» Provided text:
# Uber New York Data Analysis

## Importing Libraries

In [None]:
import pandas as pd
import seaborn as sns
import numpy as np
import matplotlib.pyplot as plt
import os   

## Collecting Data for Analysis

In [None]:
files=os.listdir(r'C:\Users\vikra\Desktop\Data Science and Machine Learning\Uber New York Data Analysis')[-8:-1]
files

In [None]:
files.remove('uber-raw-data-janjune-15.csv')
files

In [None]:
path=r'C:\Users\vikra\Desktop\Data Science and Machine Learning\Uber New York Data Analysis'

#blank dataframe
final=pd.DataFrame()

for file in files:
    df=pd.read_csv(path+"/"+file,encoding='utf-8')
    final=pd.concat([df,final])

In [None]:
final.head()

In [None]:
final.shape

## Data Preparation for Analysis

In [None]:
df = final.copy()

In [None]:
df.head()

In [None]:
df.shape

In [None]:
df.dtypes

In [None]:
#Converting the type of Date/Time from object to date-time format
df['Date/Time'] = pd.to_datetime(df['Date/Time'], format="%m/%d/%Y %H:%M:%S")

In [None]:
df.dtypes

In [None]:
#Fetching attributes from date-timestamp that can be used in our analysis which are weekday, day,minute,month and hour
df['weekday']=df['Date/Time'].dt.day_name()
df['day']=df['Date/Time'].dt.day
df['minute']=df['Date/Time'].dt.minute
df['month']=df['Date/Time'].dt.month
df['hour']=df['Date/Time'].dt.hour

In [None]:
df.head()

In [None]:
df.dtypes

## Analyzing trips by week-day

In [None]:
df['weekday'].unique()

In [None]:
import plotly.express as px

In [None]:
px.bar(x=df['weekday'].value_counts().index,
      y=df['weekday'].value_counts().values, title ='Num of rides per each weekday'
      )

We can see that Highest trips happened on Thursday and lowest on Sunday

## Analyzing trips by hour

In [None]:
plt.hist(df['hour'])

Number of trips are at peak during evening time mostly when people complete their work and go home

In [None]:
for i,month in enumerate(df['month'].unique()):
    print(month)

In [None]:
plt.figure(figsize=(70,40))
for i,month in enumerate(df['month'].unique()):
    plt.subplot(3,2,i+1)
    df[df['month']==month]['hour'].hist()

## Analyzing Monthly rides

In [None]:
for i in df['month'].unique():
    plt.figure(figsize=(10,5))
    df[df['month']==i]['hour'].hist()

### Analysis of which month has maximum rides

In [None]:
df.head()

» Supplied data:
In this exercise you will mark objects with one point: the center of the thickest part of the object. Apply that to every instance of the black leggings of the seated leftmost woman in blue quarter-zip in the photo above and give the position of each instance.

» Assignment 1: List every new column that the Uber New York notebook derives from the converted Date/Time column.
» Assignment 2: Extend the Uber New York notebook past its last line.

» Final answer 1: weekday, day, minute, month, hour

» Final answer 2:
In [None]:
import chart_studio.plotly as py
import plotly.graph_objs as go
from plotly.offline import download_plotlyjs, init_notebook_mode, plot, iplot

In [None]:
trace1 = go.Bar( 
        x = df.groupby('month')['hour'].sum().index,
        y = df.groupby('month')['hour'].sum(),
        name= 'Priority')
iplot([trace1])

From this we can say that September or month-9 has maximum number of rides

### Analysis of Journey for each day

In [None]:
plt.figure(figsize=(15,8))
plt.hist(df['day'], bins=30, rwidth=.8, range=(0.5, 30.5))
plt.xlabel('date of the month')
plt.ylabel('Total Journeys')
plt.title('Journeys by Month Day')

In [None]:
sns.distplot(df['day'])

### Analyzing Demand for Ubers

In [None]:
plt.figure(figsize=(30,15))
for i,month in enumerate(df['month'].unique(),1):
    plt.subplot(3,2,i)
    df_out=df[df['month']==month]
    plt.hist(df_out['day'])
    plt.xlabel('days in month'.format(i))
    plt.ylabel('total rides')

From the graphs above, we can tell that demand is generally higher in the last days of every month

### Analyzing Rush by hour

In [None]:
sns.set_style(style='whitegrid')
sns.pointplot(x="hour",y="Lat",data=df)

In [None]:
plt.figure(figsize=(10,6))
ax=sns.pointplot(x="hour",y="Lat", hue="weekday",data=df)
ax.set_title('hoursoffday vs latiitide of passenger')

### Analyzing base number popularity by month

In [None]:
df.head()

In [None]:
df['Base'].head()

In [None]:
df.groupby(['Base','month'])['Date/Time'].count()

In [None]:
base=df.groupby(['Base','month'])['Date/Time'].count().reset_index()
base

In [None]:
plt.figure(figsize=(10,6))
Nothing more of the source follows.